§ DO THIS: Write out the lines below from the line containing "--target layered rock wall" through the line containing "[[[327,0],[0,0],[0,29],[51,40],[327,38]]]", with both of those lines included. Leave the pictures out of your answer.

--- Start INPUT FOR THIS TASK ---

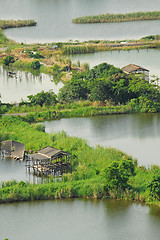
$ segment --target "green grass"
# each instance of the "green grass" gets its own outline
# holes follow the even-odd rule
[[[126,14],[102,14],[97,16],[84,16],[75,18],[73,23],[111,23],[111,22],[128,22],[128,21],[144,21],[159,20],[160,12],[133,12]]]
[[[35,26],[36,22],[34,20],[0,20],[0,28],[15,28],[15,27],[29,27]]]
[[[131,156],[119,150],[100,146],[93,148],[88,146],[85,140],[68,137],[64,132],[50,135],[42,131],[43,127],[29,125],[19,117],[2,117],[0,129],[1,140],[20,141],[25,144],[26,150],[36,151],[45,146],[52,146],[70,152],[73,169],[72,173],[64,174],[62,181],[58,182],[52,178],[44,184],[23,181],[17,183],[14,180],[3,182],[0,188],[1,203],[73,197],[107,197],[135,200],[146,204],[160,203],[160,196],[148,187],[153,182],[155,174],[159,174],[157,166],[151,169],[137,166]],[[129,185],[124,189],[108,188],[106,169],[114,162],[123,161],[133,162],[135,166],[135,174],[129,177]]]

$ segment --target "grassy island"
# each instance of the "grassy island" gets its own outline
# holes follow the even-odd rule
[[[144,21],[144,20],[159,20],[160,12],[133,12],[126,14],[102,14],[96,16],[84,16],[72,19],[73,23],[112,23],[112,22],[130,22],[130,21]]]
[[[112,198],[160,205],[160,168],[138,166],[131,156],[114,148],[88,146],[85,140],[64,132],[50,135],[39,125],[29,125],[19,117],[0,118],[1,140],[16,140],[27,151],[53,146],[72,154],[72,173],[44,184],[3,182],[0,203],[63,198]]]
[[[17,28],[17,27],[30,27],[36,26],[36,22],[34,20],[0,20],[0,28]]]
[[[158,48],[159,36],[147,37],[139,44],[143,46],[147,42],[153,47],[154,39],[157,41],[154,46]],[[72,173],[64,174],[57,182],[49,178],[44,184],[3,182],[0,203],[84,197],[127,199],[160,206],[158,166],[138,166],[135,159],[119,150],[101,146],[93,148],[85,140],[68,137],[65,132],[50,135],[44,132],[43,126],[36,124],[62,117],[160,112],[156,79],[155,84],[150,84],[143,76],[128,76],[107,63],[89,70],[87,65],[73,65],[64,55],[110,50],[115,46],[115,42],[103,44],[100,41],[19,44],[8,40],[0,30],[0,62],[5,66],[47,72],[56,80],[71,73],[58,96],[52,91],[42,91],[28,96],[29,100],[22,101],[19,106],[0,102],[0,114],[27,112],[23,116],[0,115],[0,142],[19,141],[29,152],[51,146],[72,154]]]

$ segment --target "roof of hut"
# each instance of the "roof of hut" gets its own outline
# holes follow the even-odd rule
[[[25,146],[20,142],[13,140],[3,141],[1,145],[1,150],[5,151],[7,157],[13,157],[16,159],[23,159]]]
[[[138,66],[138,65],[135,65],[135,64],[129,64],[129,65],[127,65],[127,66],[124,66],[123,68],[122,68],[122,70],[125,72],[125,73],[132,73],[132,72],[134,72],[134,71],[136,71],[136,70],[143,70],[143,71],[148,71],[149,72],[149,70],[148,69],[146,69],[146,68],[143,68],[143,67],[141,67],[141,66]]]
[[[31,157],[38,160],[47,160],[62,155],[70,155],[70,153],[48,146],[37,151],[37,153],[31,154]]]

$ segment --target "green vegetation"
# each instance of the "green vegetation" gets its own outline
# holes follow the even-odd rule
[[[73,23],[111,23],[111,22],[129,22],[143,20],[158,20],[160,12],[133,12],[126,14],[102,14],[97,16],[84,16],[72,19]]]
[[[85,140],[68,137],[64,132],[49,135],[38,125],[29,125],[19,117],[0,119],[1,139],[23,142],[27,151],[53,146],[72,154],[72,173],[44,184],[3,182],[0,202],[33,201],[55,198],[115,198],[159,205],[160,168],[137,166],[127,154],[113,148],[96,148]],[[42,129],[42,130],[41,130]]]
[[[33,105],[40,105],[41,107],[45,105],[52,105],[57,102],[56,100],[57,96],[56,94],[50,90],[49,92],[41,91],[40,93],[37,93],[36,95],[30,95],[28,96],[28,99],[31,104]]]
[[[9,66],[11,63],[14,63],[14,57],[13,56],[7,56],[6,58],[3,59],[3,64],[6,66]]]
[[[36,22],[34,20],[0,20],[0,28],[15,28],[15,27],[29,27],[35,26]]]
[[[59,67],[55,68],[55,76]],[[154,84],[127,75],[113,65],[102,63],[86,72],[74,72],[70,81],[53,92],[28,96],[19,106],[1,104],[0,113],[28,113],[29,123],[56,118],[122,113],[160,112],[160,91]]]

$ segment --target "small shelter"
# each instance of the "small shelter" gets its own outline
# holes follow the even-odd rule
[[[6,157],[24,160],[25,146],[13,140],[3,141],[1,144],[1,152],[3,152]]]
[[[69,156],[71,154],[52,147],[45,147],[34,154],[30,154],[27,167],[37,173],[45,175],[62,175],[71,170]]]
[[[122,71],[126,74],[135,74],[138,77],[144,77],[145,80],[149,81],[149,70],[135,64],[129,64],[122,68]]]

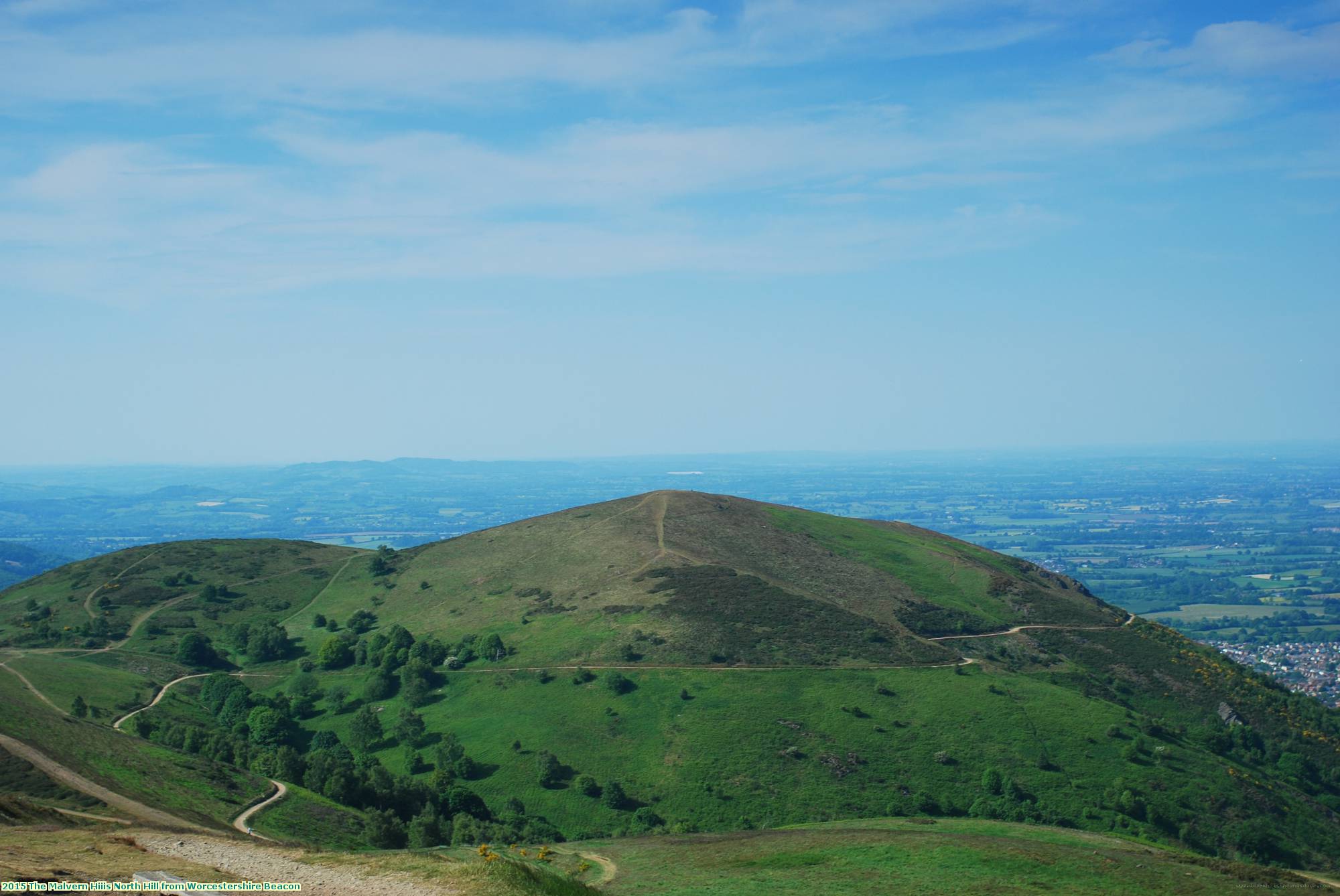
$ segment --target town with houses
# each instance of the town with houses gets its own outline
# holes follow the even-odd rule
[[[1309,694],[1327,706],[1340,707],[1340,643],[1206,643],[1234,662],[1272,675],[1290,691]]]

--- End INPUT FOR THIS TASK ---
--- Start INPUT FOR THIS TASK ---

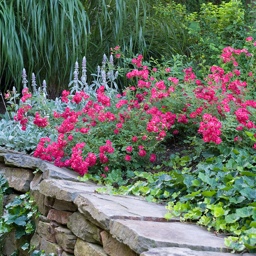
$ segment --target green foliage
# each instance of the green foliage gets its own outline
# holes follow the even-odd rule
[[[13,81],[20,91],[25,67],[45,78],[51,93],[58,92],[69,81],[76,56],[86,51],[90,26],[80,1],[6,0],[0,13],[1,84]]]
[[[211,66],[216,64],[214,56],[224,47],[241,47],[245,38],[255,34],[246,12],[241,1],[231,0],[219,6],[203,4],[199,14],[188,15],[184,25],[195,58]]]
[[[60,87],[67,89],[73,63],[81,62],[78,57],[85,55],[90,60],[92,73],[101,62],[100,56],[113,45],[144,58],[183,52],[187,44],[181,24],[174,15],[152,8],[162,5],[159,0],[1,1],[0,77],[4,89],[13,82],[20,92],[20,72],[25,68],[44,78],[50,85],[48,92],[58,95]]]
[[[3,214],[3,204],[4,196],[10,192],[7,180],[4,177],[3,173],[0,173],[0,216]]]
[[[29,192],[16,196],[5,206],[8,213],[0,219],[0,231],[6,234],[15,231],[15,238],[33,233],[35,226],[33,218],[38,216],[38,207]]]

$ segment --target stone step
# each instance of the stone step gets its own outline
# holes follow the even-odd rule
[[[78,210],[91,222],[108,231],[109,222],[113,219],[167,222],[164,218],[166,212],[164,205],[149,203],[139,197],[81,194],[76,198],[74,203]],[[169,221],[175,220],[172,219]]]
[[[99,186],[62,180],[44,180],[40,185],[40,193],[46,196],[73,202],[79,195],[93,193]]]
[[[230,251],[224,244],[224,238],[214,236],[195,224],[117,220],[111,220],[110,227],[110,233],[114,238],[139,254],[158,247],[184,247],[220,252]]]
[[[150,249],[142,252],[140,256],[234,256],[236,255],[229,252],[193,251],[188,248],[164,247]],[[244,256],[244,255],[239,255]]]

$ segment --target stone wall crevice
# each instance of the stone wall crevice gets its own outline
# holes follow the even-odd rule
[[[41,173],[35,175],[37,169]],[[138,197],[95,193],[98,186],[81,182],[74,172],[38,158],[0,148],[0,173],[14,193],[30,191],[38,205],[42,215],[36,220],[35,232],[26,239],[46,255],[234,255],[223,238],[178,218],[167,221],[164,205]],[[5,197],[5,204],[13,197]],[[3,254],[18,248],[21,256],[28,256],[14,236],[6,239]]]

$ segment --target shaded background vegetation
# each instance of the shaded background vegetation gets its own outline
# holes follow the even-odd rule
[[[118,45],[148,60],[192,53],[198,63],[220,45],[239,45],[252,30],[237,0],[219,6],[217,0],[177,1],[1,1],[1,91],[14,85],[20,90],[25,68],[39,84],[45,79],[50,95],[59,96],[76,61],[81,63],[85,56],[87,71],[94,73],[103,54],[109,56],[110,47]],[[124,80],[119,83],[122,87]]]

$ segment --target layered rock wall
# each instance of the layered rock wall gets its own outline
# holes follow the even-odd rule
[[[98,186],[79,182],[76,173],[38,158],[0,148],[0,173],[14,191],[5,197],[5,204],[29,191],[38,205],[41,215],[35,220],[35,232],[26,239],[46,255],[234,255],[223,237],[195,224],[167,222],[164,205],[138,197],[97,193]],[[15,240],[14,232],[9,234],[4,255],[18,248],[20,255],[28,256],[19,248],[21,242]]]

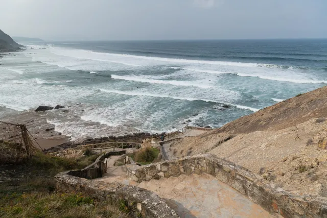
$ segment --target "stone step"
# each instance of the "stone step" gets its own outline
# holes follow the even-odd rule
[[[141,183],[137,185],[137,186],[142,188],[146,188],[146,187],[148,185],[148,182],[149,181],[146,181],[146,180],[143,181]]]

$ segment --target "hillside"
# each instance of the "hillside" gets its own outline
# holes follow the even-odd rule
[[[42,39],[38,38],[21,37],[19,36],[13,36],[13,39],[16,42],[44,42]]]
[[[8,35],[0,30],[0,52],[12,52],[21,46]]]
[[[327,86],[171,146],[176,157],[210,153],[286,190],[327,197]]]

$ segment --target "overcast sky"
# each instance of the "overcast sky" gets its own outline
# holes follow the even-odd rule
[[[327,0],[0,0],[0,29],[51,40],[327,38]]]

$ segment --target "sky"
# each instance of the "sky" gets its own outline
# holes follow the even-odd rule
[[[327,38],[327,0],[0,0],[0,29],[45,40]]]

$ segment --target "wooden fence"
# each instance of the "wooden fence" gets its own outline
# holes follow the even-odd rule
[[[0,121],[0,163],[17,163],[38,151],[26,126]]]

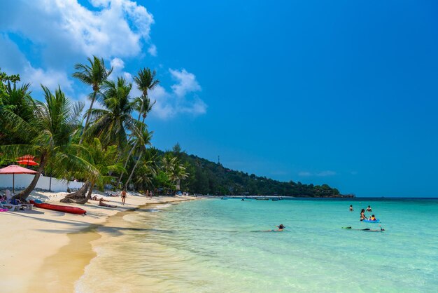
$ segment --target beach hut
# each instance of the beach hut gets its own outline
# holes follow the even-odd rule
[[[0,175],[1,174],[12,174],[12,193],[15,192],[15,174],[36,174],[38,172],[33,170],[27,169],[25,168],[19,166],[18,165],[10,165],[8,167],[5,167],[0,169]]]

--- End INPUT FOR THIS TASK ---

§ TASK OUTPUT:
$ segment --target layered rock wall
# each instance of the layered rock wall gets its own outline
# holes follow the even-odd rule
[[[98,186],[79,182],[76,173],[38,158],[0,148],[0,173],[14,191],[5,197],[5,204],[29,191],[38,205],[41,215],[35,220],[35,232],[26,239],[46,255],[234,255],[223,237],[195,224],[167,222],[164,205],[138,197],[97,193]],[[15,240],[14,232],[9,234],[4,255],[18,248],[20,255],[28,256],[19,248],[21,242]]]

$ segment --target "stone step"
# each instance of the "stone step" gets its own outline
# holes follow the even-odd rule
[[[141,183],[137,185],[137,186],[142,188],[146,188],[146,187],[148,185],[148,182],[149,181],[146,181],[146,180],[143,181]]]

$ segment --target "hillside"
# each instance of the "hillside" gets its own outline
# holes follow the even-odd rule
[[[42,39],[38,38],[21,37],[19,36],[13,36],[13,39],[16,42],[44,42]]]
[[[8,35],[0,30],[0,52],[12,52],[21,46]]]
[[[327,86],[171,146],[176,157],[210,153],[286,190],[327,197]]]

$ segment --target "overcast sky"
# each instance of the "overcast sky" gets its own outline
# holes follow the even-odd rule
[[[327,0],[0,0],[0,29],[51,40],[327,38]]]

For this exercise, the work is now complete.